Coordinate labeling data

────────

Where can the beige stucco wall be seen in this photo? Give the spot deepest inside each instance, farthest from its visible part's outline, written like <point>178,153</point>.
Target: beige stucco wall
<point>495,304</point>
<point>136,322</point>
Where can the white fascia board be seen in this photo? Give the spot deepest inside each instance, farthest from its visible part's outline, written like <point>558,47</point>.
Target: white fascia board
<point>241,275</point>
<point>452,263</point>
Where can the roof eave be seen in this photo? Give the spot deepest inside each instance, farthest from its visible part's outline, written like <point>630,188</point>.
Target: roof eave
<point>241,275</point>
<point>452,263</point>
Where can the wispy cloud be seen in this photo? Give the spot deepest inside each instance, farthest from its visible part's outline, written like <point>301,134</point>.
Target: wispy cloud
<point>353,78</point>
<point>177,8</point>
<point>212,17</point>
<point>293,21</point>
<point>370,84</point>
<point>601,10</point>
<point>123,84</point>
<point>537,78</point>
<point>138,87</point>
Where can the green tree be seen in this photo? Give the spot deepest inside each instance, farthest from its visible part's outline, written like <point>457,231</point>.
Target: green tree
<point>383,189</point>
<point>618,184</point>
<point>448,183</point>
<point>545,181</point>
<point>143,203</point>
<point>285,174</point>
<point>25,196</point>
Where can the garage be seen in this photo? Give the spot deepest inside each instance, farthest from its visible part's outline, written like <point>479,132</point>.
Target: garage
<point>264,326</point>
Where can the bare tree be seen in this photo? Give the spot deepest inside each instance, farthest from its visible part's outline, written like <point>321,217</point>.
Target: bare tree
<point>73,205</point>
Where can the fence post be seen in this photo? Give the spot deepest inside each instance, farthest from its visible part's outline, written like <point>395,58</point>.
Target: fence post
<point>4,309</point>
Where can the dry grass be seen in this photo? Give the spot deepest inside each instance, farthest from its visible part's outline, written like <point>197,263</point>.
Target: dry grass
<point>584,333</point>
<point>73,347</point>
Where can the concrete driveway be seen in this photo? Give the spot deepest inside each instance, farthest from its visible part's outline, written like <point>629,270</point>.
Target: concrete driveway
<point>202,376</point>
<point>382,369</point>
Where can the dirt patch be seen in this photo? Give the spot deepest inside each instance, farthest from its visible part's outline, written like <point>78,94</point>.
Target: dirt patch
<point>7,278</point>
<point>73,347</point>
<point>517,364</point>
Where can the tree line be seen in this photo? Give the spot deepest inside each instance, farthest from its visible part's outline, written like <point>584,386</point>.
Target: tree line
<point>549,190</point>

────────

Task to complete => Reproduce every line of the listing above without any changes.

Output for this exercise =>
Where can the beige stucco wall be seen in this photo? Give the spot deepest inside each instance, farthest from its visible part's outline, written like <point>178,153</point>.
Target: beige stucco wall
<point>495,304</point>
<point>136,322</point>
Where can the white fascia board be seen in this photo? Give the spot deepest inside each instance, farthest from its visible part's outline, written like <point>558,47</point>.
Target: white fascia board
<point>241,275</point>
<point>452,263</point>
Where can the roof eave be seen in this photo? Give the spot deepest inside each instance, farthest from its visible part's outline, written like <point>630,188</point>.
Target: roof eave
<point>241,275</point>
<point>452,263</point>
Where can the wispy cloud be seen in this photo? Give the spot deepest inside each instance, farthest from its visible part's outline, written like <point>301,134</point>.
Target: wispy cloud
<point>353,78</point>
<point>177,8</point>
<point>212,17</point>
<point>293,21</point>
<point>370,84</point>
<point>601,10</point>
<point>123,84</point>
<point>537,78</point>
<point>138,87</point>
Where can the green tree be seen in this photo? Give the spot deepest inside each instance, farthest from its visible part's outline, written like <point>457,231</point>.
Target: green tree
<point>383,189</point>
<point>618,184</point>
<point>448,183</point>
<point>545,181</point>
<point>143,203</point>
<point>285,174</point>
<point>25,196</point>
Where can the garage be seen in this photo? Give the spot deepest inside each instance, farthest from its visible part's outline, written like <point>479,132</point>.
Target: garage
<point>264,326</point>
Where can the bare tree be seen in this photo? Give the spot deepest inside each instance, farthest from its visible part's outline, written like <point>321,217</point>.
Target: bare tree
<point>73,205</point>
Where can the fence post be seen in this photo? Give the spot deepest inside each instance, farthest from its visible part's outline, written like <point>395,58</point>.
Target: fence post
<point>4,309</point>
Where can the dry grass be seen in this photo? Give the spot deepest inside each instance, farthest from its visible part's outline, written like <point>197,263</point>.
Target: dry grass
<point>584,333</point>
<point>73,347</point>
Where can the concrete driveway be seen in this photo? Give the spot deepest inside each instance, farthest from its visible part's outline, written like <point>629,270</point>.
Target: concrete driveway
<point>202,376</point>
<point>382,369</point>
Where can the dirt patch be seen in this photo? Give the spot deepest inside each instance, farthest from its visible part's outline, written like <point>78,94</point>.
Target: dirt patch
<point>7,278</point>
<point>73,347</point>
<point>517,364</point>
Where can the tree line be seen in this photo? Give the spot deepest inside each instance, farthest from its visible part's outline, written like <point>584,386</point>.
Target: tree line
<point>549,190</point>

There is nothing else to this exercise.